Copy word for word only the lines of the records below that start with the line containing "Check that each instance of the mirror" and go on through the line containing "<point>11,167</point>", including both of those lines.

**Supplied material**.
— start —

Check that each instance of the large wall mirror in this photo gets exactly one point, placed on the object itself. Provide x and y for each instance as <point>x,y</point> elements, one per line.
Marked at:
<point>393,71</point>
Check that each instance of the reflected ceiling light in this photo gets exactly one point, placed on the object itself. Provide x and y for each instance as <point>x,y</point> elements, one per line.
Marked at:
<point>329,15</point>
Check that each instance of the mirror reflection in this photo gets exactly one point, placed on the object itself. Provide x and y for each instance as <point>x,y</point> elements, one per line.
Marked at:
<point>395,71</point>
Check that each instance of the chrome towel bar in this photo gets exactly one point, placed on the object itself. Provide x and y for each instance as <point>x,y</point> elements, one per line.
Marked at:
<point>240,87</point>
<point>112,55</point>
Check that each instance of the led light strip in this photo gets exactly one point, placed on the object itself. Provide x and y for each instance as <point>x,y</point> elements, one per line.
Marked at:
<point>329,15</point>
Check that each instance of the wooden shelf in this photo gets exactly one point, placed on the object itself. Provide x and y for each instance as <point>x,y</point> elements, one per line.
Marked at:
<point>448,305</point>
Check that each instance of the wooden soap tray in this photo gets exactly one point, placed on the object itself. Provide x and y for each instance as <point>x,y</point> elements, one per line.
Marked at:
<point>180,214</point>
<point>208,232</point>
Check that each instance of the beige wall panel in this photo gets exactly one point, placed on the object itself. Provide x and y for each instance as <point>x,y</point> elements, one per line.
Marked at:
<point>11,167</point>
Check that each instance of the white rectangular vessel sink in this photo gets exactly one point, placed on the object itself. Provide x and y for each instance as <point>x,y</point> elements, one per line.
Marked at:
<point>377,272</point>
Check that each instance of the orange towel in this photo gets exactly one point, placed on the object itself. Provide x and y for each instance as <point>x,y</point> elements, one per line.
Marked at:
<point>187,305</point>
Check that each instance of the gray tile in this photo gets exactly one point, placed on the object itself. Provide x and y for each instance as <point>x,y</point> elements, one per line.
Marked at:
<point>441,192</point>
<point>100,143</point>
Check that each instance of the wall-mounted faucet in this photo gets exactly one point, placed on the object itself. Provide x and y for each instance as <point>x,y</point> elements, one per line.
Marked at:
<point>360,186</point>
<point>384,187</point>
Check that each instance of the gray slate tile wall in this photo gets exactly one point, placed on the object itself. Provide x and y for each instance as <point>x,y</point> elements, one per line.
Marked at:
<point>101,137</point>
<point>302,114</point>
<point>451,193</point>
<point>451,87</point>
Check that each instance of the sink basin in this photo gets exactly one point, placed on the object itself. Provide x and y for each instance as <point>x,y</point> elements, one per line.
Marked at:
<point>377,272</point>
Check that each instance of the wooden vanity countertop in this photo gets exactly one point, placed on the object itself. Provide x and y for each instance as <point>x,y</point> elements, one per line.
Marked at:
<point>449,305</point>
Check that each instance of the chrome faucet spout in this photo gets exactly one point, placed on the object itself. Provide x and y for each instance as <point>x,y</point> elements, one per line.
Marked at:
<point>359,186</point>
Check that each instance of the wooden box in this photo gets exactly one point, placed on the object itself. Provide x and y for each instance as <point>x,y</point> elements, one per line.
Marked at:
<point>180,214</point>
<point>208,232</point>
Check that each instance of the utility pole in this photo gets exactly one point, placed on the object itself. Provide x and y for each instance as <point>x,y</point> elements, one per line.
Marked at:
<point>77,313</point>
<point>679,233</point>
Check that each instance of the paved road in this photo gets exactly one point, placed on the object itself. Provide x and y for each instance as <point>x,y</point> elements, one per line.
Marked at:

— end —

**Response**.
Check that each instance of the mirror reflection in this photo gets exactly one point, placed on the object itself. Provide x and y for each instance as <point>x,y</point> elements, one per line.
Marked at:
<point>395,71</point>
Check that each instance of the chrome towel bar in this photo gets exactly one point, placed on the object itself. Provide x and y for each instance as <point>x,y</point> elements, one per line.
Marked at:
<point>240,87</point>
<point>112,55</point>
Check that each instance of the led light strip in this photo gets exactly one point, placed on the object itself. Provide x and y for each instance as <point>x,y</point> elements, one per line.
Marked at:
<point>329,15</point>
Check that each instance of the wooden shelf in this photo gets exactly one point, placed on the object itself. Provide x and y for each instance as <point>x,y</point> elements, one per line.
Marked at:
<point>448,305</point>
Check that each instance of the wooden soap tray in this photo gets exactly one point, placed on the object itself. Provide x and y for each instance as <point>x,y</point> elements, one per line.
Marked at:
<point>180,214</point>
<point>208,232</point>
Check that each instance of the beige wall panel in this photo gets exactly one point, placed on the object itself. Provide x and y for each instance as <point>x,y</point> elements, one per line.
Marked at:
<point>11,167</point>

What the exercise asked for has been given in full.